EXTRACT PROVIDED:
--- begin ---

[Python-ideas] Processing surrogates in

Thu May 14 15:18:33 CEST 2015

On Thu, May 14, 2015 at 05:21:10AM -0700, Andrew Barnert via Python-ideas wrote:
> On May 14, 2015, at 03:15, Serhiy Storchaka <storchaka at gmail.com> wrote:

[...]
> > There is also the UTF-7 encoding that allows surrogates.
> 
> Encoding to UTF-7 requires first encoding to UTF-16 and then doing the 
> modified-base-64 thing. And decoding from UTF-7 requires reversing 
> both those steps. There's no way surrogates can escape into Unicode 
> from that. I suppose you could, instead of decoding from UTF-7, just 
> do the base 64 decode and then skip the UTF-16 decode and instead just 
> widen the code units, but that's not a valid thing to do, and I can't 
> see why anyone would do it.

I don't see how UTF-7 could include surrogates. It's a 7-bit encoding, 
which means it can only include bytes \x00 through \x7F, i.e. ASCII 
compatible. 

http://unicode.org/glossary/#UTF_7

For example, this passes:

for i in range(0x110000):
    c = chr(i)
    b = c.encode('utf-7')
    m = max(b)
    assert m <= 127

so where are the surrogates coming from?

> > And yet one source of surrogates -- Python sources. eval(), etc.
> 
> If I type '\uD834\uDD1E' in Python 3.4 source, am I actually going to 
> get an illegal Unicode string made of 2 surrogate code points instead 
> of either an error or the single-character string '\U0001D11E'?

I certainly hope so :-)

I think that we should understand Unicode strings as sequences of code 
points from U+0000 to U+10FFFF inclusive. I don't think we should try to 
enforce a rule that all Python strings are surrogate-free. That would make it awfully inconvenient to 
process the whole Unicode character set at once, like I did above. I'd 
need to write:

for i in list(range(0xD800)) + list(range(0xE000, 0x110000)):
    ...

--- end ---

DIRECTIVE: According to the mailing-list post on surrogates, why does the writer not want to require that all Python strings be surrogate-free?

Part of a data file:
--- begin ---

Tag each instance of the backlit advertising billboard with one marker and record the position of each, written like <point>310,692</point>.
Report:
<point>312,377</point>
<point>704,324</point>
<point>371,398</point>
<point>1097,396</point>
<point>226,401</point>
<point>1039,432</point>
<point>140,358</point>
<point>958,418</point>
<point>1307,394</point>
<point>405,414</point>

--- end ---
--- begin ---

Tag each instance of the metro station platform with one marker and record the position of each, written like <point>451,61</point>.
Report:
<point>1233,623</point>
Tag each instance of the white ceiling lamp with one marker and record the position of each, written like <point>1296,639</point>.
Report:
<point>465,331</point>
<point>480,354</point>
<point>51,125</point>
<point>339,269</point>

--- end ---
--- begin ---

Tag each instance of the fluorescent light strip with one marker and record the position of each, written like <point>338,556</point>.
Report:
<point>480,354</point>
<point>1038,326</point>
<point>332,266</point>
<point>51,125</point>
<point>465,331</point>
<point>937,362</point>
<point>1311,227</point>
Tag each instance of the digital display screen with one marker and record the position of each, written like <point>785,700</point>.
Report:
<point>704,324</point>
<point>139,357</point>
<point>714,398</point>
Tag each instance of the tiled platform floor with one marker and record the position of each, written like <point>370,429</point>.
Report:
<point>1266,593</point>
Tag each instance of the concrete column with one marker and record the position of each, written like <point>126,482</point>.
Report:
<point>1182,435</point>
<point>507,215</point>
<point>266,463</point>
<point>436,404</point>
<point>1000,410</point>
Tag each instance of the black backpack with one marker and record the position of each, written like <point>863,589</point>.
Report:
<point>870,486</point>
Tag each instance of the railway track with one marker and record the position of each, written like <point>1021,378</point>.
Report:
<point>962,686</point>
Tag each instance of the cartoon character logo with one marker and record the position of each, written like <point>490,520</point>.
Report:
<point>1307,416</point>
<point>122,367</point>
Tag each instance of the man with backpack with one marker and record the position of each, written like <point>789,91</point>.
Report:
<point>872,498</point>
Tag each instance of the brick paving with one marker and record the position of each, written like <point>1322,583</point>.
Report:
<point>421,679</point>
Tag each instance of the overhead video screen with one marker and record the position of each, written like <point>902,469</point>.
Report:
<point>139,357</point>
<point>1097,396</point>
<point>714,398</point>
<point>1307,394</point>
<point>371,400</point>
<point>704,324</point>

--- end ---

COMPLETED EXERCISE: Such a rule would make it awfully inconvenient to process the whole Unicode character set at once, as the writer's loop over range(0x110000) does. The writer would instead have to skip the surrogate range by looping over list(range(0xD800)) + list(range(0xE000, 0x110000)).